TASK TO COMPLETE:
From the records below, copy each line in which the string "instance" occurs.

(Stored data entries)
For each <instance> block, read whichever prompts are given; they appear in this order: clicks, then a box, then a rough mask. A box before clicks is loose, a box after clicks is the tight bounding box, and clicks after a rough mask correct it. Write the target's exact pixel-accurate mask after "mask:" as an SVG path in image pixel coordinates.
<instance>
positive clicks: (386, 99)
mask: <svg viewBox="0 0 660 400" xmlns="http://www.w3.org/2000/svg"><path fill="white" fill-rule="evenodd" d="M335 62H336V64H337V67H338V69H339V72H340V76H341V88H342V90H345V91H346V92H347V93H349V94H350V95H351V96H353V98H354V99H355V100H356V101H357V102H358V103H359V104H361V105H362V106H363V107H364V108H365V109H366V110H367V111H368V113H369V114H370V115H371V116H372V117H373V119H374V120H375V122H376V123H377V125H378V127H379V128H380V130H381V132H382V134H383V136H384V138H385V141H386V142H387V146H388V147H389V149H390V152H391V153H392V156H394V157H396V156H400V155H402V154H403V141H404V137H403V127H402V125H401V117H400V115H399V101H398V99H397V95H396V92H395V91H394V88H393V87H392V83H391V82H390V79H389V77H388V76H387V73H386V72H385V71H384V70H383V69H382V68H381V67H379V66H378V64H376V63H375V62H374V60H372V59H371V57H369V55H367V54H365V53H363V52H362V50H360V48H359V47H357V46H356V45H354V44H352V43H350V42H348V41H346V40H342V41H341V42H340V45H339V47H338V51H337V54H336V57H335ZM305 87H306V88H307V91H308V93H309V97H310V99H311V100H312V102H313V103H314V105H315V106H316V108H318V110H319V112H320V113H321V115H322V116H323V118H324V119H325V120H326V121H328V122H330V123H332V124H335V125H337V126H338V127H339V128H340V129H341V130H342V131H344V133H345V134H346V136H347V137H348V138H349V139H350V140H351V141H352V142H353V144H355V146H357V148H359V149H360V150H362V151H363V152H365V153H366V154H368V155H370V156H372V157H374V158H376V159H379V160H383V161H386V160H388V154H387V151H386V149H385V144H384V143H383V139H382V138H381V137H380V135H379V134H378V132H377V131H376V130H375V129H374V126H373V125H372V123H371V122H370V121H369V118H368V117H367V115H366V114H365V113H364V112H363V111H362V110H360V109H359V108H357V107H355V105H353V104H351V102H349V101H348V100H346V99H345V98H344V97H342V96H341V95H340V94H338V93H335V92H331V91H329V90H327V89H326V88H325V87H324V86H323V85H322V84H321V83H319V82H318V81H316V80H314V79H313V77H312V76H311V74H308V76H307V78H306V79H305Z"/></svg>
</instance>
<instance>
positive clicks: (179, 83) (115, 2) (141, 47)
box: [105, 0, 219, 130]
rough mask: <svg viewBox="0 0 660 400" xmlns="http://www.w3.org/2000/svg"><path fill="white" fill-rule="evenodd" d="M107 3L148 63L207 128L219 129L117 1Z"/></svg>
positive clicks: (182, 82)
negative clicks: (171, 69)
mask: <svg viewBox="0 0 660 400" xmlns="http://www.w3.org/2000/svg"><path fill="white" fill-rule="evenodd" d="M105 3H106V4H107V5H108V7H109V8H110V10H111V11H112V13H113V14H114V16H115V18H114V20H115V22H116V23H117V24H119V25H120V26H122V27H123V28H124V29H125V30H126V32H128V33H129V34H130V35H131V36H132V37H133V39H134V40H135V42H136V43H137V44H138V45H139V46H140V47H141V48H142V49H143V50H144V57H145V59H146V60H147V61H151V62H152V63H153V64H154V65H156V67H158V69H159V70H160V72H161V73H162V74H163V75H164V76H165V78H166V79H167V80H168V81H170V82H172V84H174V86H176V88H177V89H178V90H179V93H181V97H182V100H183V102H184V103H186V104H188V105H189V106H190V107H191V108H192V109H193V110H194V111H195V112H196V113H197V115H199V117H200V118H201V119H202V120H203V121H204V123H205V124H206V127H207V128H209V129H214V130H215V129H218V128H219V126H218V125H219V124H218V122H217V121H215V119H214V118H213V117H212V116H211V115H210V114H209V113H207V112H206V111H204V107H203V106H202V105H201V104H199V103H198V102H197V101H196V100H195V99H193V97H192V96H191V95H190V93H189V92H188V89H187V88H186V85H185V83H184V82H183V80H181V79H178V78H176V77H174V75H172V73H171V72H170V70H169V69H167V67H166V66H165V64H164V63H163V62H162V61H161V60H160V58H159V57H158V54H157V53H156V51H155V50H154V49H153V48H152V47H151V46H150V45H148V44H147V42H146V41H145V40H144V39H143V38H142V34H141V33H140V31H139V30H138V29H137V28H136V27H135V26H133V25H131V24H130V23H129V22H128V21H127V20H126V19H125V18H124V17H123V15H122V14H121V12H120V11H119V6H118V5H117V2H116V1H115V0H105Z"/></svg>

OUTPUT FOR THIS TASK:
For each <instance> block, read whichever prompts are given; they appear in this order: clicks, then a box, then a rough mask. A box before clicks is loose, a box after clicks is the tight bounding box, and clicks after a rough mask correct it. Write the target's exact pixel-accurate mask after "mask:" as an SVG path in image pixel coordinates.
<instance>
</instance>
<instance>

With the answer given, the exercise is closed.